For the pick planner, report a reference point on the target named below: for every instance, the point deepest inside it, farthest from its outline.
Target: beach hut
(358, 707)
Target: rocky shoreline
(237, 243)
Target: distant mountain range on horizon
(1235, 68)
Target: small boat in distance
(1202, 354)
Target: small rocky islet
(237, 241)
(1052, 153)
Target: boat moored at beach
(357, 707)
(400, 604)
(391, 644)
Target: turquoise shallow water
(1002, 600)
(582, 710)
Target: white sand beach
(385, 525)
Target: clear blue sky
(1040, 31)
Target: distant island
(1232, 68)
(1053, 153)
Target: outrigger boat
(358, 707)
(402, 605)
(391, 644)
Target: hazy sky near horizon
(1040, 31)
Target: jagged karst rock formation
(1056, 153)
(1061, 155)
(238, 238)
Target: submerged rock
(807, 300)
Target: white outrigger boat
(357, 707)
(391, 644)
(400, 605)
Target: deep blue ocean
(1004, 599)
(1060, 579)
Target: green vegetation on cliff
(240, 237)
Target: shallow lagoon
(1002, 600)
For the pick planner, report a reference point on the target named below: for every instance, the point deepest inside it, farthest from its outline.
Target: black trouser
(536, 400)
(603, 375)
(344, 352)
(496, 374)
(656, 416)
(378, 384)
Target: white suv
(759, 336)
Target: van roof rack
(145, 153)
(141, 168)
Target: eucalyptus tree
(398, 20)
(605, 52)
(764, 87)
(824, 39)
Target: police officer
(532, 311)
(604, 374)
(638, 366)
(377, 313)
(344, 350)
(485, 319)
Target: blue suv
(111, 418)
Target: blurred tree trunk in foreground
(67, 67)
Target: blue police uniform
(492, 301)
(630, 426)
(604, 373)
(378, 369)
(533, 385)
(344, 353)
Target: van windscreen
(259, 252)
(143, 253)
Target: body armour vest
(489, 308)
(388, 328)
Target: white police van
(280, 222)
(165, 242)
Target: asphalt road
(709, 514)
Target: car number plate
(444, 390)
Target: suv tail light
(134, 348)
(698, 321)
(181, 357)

□ □ □

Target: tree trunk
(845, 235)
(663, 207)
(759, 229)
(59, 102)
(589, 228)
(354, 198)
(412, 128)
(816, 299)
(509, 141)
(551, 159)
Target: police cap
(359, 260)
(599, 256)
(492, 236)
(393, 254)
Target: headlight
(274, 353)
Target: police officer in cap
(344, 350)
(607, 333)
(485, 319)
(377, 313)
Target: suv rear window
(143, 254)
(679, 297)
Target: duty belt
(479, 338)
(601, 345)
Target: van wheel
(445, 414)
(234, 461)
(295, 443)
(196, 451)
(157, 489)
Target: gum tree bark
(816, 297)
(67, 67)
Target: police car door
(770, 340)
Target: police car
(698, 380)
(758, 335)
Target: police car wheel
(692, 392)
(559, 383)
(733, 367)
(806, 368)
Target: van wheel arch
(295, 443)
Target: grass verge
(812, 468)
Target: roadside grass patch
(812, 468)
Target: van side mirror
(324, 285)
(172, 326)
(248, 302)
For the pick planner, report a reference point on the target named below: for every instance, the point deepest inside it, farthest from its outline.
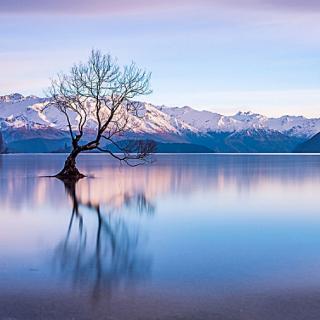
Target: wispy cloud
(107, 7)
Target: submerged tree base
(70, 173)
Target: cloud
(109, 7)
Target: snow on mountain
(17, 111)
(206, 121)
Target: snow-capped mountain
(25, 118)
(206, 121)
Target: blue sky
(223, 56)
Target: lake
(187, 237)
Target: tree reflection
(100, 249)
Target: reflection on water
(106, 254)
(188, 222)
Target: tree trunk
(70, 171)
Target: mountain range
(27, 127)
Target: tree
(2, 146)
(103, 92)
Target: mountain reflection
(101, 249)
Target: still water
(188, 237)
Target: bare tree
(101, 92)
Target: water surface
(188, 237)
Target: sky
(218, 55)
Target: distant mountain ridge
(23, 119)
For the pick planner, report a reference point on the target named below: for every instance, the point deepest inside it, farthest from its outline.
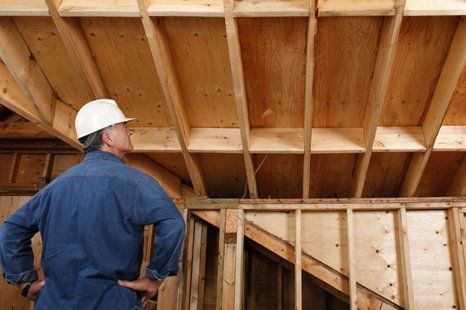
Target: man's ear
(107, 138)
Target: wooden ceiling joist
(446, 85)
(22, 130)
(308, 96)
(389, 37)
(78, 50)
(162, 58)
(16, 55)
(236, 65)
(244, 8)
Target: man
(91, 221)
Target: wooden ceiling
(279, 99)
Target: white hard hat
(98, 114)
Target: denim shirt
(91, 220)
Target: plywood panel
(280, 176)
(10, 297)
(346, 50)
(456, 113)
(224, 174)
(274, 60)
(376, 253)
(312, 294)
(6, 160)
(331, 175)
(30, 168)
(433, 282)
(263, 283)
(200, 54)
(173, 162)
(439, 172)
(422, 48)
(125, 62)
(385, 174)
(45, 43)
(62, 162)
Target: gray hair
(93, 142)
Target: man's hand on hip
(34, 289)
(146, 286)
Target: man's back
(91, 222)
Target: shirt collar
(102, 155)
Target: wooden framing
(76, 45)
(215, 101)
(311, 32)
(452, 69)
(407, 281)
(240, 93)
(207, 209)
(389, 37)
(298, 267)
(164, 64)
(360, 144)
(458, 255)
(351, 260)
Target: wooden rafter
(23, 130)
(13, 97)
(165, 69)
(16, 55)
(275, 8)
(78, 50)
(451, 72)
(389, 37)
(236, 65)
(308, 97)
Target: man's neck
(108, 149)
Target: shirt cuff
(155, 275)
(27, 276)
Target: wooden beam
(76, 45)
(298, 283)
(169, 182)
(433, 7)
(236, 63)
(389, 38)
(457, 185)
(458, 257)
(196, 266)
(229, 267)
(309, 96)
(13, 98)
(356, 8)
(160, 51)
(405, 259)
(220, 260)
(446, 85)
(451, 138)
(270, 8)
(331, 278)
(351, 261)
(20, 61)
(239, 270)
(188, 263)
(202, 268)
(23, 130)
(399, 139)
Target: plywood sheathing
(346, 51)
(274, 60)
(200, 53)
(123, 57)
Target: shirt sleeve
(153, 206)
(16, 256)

□ □ □

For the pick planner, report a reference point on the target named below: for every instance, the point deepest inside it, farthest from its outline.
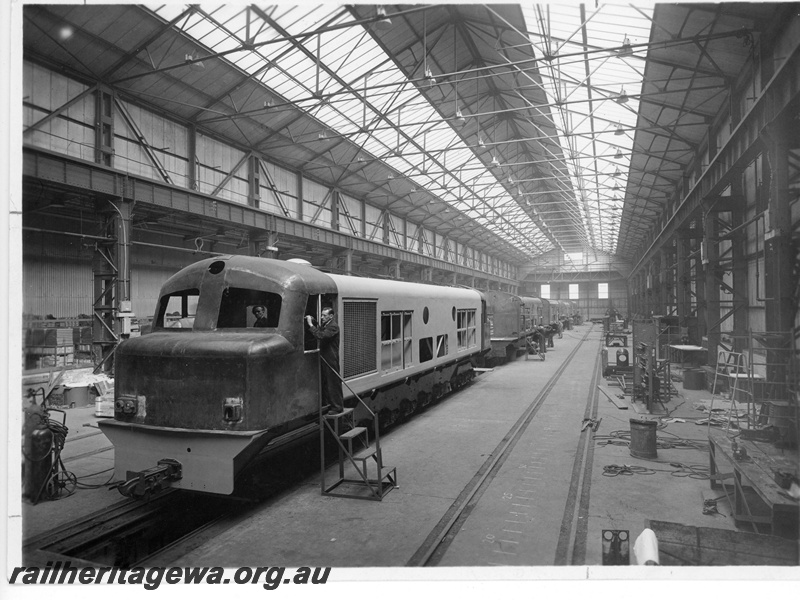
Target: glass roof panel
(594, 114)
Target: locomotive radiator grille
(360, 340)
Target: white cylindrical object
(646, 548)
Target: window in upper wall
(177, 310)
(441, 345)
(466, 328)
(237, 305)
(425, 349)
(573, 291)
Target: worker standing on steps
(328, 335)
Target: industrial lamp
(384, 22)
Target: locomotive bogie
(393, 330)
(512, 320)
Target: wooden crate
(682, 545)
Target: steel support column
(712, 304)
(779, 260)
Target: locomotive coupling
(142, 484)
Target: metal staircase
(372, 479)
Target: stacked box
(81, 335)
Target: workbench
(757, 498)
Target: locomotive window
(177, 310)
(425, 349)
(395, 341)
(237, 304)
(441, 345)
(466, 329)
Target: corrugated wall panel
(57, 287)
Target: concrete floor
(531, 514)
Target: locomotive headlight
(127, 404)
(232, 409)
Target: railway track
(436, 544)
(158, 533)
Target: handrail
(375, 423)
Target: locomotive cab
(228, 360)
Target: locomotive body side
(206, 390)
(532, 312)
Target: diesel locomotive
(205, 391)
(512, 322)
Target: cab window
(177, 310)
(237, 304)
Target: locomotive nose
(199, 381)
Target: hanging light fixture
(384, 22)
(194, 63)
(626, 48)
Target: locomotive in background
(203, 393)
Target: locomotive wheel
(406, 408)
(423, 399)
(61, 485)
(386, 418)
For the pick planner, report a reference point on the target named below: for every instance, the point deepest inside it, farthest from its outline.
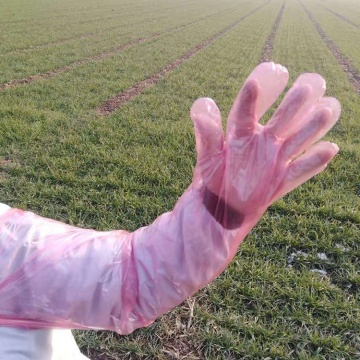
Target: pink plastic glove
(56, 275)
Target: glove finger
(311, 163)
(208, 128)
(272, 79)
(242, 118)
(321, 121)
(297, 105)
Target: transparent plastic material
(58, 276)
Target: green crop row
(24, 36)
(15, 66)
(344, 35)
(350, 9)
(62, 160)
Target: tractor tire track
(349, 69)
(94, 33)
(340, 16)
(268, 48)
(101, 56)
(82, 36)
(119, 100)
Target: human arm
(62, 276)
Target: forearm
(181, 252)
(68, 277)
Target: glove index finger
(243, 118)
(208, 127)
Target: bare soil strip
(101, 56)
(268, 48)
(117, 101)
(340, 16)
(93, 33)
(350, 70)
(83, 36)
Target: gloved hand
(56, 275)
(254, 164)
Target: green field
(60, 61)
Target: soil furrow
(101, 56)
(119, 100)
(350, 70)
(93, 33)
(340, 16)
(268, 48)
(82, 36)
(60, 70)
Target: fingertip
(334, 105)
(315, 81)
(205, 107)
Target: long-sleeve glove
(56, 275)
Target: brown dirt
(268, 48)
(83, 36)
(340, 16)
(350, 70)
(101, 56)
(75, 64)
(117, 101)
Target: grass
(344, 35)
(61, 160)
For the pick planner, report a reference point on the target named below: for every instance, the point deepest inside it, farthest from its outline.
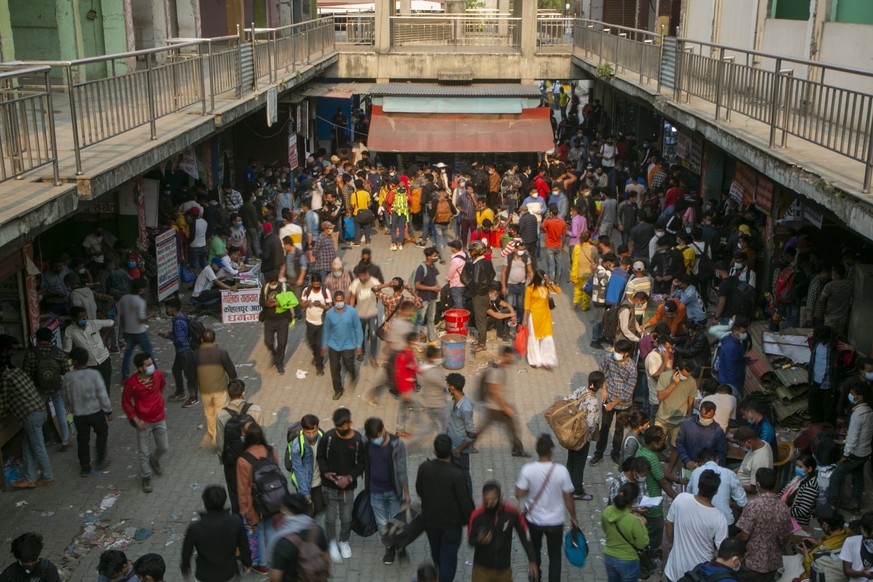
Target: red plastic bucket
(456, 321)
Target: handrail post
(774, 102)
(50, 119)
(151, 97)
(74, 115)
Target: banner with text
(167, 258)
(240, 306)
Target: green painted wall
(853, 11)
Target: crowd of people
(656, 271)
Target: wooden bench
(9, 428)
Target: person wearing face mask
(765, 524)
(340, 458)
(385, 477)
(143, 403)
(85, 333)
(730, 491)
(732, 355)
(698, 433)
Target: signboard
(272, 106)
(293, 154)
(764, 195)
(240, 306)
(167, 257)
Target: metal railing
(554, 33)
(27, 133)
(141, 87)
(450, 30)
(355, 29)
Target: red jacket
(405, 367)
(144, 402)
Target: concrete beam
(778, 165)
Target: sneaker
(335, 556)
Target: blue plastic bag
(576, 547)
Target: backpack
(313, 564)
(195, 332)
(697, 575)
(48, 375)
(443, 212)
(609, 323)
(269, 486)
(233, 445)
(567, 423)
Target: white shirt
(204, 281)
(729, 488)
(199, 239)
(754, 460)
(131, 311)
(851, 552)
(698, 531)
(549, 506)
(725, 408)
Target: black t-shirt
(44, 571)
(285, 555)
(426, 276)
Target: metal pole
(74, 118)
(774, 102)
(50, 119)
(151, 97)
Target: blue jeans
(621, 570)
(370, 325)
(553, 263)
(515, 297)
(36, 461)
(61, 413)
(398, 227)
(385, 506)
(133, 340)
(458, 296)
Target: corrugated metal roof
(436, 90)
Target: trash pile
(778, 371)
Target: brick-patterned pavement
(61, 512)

□ □ □

(Written problem):
Pull out every line of the material that contains the word "plastic", copying each one in full.

(Completed task):
Target: pink plastic glove
Target: transparent plastic material
Target: red plastic bucket
Target: blue plastic bag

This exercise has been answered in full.